## Data in this exercise
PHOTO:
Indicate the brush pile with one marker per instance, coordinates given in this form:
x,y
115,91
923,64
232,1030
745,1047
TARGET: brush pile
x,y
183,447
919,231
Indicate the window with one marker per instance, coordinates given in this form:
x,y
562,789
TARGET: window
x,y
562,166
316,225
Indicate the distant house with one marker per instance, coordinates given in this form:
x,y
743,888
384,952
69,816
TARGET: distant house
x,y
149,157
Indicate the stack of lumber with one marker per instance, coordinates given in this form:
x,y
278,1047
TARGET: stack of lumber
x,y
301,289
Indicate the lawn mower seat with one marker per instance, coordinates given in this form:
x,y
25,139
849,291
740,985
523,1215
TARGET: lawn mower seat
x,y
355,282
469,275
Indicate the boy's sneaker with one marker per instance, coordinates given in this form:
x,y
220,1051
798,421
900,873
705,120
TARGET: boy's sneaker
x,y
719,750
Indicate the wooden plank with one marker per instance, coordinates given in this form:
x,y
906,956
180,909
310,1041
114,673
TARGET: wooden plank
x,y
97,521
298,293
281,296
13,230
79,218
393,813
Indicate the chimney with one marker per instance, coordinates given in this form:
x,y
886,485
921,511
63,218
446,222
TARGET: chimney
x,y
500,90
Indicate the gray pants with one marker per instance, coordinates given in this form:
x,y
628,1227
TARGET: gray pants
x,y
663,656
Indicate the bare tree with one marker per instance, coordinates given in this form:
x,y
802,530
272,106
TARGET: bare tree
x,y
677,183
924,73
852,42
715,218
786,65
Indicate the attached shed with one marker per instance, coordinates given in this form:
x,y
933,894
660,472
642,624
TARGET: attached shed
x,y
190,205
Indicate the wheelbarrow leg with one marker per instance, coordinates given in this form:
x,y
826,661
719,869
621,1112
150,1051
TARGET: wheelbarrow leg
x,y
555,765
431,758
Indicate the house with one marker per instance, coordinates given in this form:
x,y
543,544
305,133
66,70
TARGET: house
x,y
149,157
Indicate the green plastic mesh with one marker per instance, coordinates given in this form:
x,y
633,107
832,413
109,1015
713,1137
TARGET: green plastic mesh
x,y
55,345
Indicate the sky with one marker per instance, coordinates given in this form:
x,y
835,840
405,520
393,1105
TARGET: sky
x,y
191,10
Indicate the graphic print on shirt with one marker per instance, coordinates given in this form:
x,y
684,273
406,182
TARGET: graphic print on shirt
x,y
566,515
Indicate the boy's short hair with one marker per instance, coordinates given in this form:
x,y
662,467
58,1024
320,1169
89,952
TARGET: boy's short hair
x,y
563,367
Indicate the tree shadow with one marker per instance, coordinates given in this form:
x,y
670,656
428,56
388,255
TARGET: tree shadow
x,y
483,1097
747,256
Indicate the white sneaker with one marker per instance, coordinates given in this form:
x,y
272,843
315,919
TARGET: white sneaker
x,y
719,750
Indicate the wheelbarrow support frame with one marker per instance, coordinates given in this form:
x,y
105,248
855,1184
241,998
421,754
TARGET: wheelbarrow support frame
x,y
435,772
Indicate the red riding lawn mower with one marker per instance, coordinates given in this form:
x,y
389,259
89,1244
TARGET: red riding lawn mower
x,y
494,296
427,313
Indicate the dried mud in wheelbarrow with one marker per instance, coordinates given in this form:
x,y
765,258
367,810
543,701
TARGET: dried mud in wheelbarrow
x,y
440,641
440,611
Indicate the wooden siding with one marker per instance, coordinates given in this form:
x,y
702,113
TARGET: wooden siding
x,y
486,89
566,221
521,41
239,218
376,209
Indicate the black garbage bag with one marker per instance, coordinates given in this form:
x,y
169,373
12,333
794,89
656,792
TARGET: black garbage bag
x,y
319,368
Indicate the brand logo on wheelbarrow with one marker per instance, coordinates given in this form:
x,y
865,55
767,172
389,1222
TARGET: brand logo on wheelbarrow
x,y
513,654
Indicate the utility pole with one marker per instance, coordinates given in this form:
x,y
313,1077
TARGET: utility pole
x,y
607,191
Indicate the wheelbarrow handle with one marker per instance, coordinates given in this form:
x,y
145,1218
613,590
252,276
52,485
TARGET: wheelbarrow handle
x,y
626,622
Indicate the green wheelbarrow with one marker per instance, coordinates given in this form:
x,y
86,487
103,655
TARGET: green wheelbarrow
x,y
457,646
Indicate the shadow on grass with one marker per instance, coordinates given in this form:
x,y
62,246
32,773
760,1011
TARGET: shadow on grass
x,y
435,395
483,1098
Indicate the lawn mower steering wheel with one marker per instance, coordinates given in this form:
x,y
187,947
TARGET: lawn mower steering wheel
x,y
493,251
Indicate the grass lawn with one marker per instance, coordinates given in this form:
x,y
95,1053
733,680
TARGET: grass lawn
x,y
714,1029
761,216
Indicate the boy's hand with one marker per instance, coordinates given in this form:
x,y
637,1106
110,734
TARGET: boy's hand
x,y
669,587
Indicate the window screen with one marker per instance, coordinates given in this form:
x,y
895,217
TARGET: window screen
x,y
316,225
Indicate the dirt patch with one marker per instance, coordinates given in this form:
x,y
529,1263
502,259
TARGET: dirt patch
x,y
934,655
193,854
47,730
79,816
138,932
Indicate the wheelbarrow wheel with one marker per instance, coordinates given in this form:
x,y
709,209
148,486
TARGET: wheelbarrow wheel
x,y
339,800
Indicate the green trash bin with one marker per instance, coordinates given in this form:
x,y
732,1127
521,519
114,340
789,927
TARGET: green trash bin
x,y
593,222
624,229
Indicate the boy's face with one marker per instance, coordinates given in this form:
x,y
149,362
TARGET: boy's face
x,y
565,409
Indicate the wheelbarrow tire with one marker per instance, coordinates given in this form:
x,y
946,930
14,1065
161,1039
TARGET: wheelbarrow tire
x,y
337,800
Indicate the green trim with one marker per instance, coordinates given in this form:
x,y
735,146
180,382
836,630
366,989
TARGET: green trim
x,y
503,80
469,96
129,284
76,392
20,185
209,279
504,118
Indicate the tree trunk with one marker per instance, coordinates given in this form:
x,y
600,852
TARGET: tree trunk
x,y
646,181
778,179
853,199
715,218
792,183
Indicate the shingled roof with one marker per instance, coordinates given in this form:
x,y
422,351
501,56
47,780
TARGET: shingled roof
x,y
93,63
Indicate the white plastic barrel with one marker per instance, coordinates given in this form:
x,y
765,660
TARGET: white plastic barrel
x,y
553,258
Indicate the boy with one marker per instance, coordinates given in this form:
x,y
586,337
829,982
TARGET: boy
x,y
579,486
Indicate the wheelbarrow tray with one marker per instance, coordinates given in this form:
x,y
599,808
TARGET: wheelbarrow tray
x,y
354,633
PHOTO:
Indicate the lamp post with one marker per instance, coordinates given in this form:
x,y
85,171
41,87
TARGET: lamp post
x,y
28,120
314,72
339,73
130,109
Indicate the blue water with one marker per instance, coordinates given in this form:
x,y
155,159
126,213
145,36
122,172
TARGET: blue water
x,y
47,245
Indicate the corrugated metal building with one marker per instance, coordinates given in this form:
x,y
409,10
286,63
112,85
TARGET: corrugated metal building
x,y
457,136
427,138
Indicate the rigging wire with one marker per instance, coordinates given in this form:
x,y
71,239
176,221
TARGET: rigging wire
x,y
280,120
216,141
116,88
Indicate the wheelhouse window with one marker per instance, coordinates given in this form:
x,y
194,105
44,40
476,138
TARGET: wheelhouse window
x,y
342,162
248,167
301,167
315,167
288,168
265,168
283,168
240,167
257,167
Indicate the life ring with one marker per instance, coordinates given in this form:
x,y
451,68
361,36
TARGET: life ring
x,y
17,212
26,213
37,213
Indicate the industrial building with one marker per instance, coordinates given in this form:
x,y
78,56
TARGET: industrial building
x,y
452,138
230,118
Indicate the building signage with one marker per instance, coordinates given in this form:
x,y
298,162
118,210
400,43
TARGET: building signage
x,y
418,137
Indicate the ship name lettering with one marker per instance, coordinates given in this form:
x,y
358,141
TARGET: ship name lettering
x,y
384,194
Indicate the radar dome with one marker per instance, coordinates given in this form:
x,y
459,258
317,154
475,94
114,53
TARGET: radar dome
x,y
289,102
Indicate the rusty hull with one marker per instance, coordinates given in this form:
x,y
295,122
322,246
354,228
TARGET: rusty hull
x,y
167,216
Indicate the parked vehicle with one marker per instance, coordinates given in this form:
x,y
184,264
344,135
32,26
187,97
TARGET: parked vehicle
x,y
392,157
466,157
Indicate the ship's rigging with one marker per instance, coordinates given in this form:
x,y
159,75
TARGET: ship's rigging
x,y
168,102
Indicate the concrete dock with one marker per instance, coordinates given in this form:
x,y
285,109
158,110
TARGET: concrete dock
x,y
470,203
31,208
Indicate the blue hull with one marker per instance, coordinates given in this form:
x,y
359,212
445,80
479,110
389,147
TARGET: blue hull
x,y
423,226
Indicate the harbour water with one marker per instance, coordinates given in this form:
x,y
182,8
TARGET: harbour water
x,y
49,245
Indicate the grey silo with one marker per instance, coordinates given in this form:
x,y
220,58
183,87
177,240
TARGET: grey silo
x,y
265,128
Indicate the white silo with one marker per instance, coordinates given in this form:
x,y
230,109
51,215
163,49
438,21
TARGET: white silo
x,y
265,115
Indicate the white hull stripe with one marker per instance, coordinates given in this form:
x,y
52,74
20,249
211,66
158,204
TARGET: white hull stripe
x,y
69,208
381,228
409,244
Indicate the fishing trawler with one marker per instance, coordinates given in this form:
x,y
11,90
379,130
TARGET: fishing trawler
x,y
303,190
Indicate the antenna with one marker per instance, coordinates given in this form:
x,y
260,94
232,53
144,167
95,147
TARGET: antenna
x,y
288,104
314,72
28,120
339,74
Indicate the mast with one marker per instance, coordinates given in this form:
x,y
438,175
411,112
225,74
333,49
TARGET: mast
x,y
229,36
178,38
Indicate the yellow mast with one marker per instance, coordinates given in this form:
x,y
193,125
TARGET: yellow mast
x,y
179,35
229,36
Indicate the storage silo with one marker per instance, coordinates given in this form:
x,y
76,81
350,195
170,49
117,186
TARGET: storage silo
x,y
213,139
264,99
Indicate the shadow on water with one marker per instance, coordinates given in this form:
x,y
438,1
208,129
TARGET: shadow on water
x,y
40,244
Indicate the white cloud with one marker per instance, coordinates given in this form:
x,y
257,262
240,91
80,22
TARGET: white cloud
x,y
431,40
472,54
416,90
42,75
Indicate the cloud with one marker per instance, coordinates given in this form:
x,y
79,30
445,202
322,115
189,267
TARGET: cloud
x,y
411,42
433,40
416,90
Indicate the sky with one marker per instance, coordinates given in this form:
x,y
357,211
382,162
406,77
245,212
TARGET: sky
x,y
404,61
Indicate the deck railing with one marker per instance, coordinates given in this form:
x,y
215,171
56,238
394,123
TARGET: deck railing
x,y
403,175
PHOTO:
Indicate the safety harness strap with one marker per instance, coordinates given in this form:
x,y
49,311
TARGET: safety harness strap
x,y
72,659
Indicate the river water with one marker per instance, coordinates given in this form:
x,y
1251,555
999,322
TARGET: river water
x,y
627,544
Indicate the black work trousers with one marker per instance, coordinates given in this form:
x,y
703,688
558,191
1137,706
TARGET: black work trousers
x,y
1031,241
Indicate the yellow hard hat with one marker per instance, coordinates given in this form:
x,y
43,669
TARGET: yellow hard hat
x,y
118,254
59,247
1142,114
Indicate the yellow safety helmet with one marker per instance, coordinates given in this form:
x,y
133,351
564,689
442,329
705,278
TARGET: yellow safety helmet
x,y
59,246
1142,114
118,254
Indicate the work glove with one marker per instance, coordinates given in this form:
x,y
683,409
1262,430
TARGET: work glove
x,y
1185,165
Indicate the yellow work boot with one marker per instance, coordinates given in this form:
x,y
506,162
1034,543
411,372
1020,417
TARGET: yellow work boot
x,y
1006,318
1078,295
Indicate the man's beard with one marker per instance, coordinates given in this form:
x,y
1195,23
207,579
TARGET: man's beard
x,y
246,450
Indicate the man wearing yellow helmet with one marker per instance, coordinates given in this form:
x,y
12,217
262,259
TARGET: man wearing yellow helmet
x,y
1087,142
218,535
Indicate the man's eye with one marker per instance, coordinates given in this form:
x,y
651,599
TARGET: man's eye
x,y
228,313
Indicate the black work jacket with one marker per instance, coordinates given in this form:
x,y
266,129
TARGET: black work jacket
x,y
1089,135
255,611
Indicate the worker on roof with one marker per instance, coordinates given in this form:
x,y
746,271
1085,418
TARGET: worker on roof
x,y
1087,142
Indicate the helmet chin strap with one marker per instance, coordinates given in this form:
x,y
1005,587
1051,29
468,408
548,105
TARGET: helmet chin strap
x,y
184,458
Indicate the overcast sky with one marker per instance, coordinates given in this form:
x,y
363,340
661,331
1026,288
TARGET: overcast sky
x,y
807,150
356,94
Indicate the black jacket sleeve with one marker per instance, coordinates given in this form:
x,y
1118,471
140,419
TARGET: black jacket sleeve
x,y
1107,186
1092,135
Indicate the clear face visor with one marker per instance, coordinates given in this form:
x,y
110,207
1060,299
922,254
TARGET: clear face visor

## Required task
Copy the listing from the line containing "Indicate the black jacket" through the end of the listing, replacing "black jacket sleeve" with "dark jacket sleeve" and changing nothing else.

## Correct result
Indicate the dark jacket sleeve with one marker per instance, coordinates given in this form:
x,y
1118,471
140,419
TARGET: dark jacket sleeve
x,y
1107,186
1092,135
Indicate the clear face visor with one marker per instance, coordinates given in this form:
x,y
110,207
1060,299
922,254
TARGET: clear face visor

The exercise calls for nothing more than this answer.